## Tasks to carry out
A. Transcribe the passage of the pipetting comparison text from "Liquid Filled System" through "a wash station.", with both ends included.
B. Using the pipetting comparison text, mark each statement yes or no, and quote the words that decide it. (i) Air-based systems have no remote syringes. (ii) Liquid is more compressible than air. (iii) The partition volume approach gives consistent results.
C. Take the pipetting comparison text further, starting after its final sentence.

## Document text
►
Air Based vs Liquid Filled Pipetting 2016-11-21T17:53:15+00:00

Air Based System Pipetting

Advantages

  • No system fluid reservoir, no liquid lines running throughout system, no hand tightened fittings and no remote syringes.
  • Uses same technology as hand held pipettes that are the standard in the lab.
  • New technologies allow the active monitoring of pipetting leading to more precise and validate liquid transfers.

Disadvantages

  • Air is more compressible than liquids so additional calibration might be necessary.

Liquid Filled System Pipetting

Advantages

  •  Liquid is less compressible than air which makes it possible to pull a smaller air gap between the sample and the piston to help with more accurate transfers.
  • Active flow through washing of the tips is possible with in-line pumps and a wash station.

Disadvantages

  • Dilution Effects – Liquid coats even the inside of teflon tubing so the more sample that is pulled up into the tubing for transfer, the more ‘dilution effect’ is noticed.  In a 1.2 ml aspiration for a 100 µL multidispense across a microplate, the leading edge of the liquid starts to get diluted form the residual system fluid.  This problem compounds itself when multipipetting starts since this mode uses a high speed dispense and high speed stop in order to shear the drops off the end of the tip.  This high speed stop starts to degrade the meniscus of the system fluid, the plunger, from the first dispense.  Therefore, after every dispense, the plunger loses its integrity, leaking system fluid into the sample by the 3rd or 4th multidispense leading to the final dispensing volumes diluted out of range.  Partition volumes surrounded by multiple air gaps may be tried to avoid some of the dilution effects where a slug of the sample or reagent can be pulled up surrounded by air gaps.  This partition fluid is meant to be super-diluted by the system fluid, as multidispensing is performed to reduce the actual dilution of the sample.  This has mixed results.
◄
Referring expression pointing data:
►
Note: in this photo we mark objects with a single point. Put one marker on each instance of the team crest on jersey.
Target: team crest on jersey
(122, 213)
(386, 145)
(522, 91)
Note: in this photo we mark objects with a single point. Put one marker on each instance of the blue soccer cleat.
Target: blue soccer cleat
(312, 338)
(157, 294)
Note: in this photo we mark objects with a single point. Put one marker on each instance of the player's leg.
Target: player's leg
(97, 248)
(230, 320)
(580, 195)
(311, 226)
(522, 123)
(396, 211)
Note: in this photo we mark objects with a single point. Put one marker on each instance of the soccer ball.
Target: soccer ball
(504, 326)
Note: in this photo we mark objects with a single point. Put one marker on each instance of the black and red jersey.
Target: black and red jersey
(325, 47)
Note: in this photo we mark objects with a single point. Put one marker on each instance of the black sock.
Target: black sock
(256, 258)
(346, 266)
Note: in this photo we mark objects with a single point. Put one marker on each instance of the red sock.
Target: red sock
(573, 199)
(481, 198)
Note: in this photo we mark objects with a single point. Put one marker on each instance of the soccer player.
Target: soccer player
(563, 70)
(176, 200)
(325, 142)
◄
## Task results
A.
Liquid Filled System Pipetting

Advantages

  •  Liquid is less compressible than air which makes it possible to pull a smaller air gap between the sample and the piston to help with more accurate transfers.
  • Active flow through washing of the tips is possible with in-line pumps and a wash station.

B.
(i) Yes: "no hand tightened fittings and no remote syringes."
(ii) No: "Liquid is less compressible than air"
(iii) No: "This has mixed results."

C.
  • Stable System Fluid – Having the need for system fluid and liquid lines, the integrity of the fluid needs to be maintained by continuously washing and drying the reservoir to prevent the growth of microbials.  The system fluid lines need to be pumped cleaned in daily, weekly and monthly cycles.  In addition, it is usually recommended by manufacturers that de-gassed water is used as to not accumulate air bubbles during the pipetting process.  This de-gassed water should be replaced daily before each run and multiple purges should be run and each syringe and liquid line examined by the operator to assure no air bubbles are left in the system.
  • Hand Tightened Fittings – Having over 40+ hand tightened fittings leading from the system fluid reservoir, up into the system, through a wash pump, up to line splitters, in and out of the syringe drives and down finally to the tips, reproducibility issues across each tip and especially across each system arise depending on the manufacturing, installation and servicing.
  • Serviceability and Re-calibration – During a preventative maintenance (PM) visit for a liquid filled system, the entire liquid filled section of tubing, including the syringes, are replaced in the field.  During this process the entire pipetting calibration changes and unless fully revalidated via balance calibration or dye testing, the results of all post assays are usually in question.
  • Remote Syringes – Twenty years ago small syringe drive that could compact themselves to the 9 mm spacing needed to access microplates were not possible and larger syringe drives were designed up and away from the pipetting arm, thus requiring long pieces of tubing filled with liquid in order to perform even basic pipetting.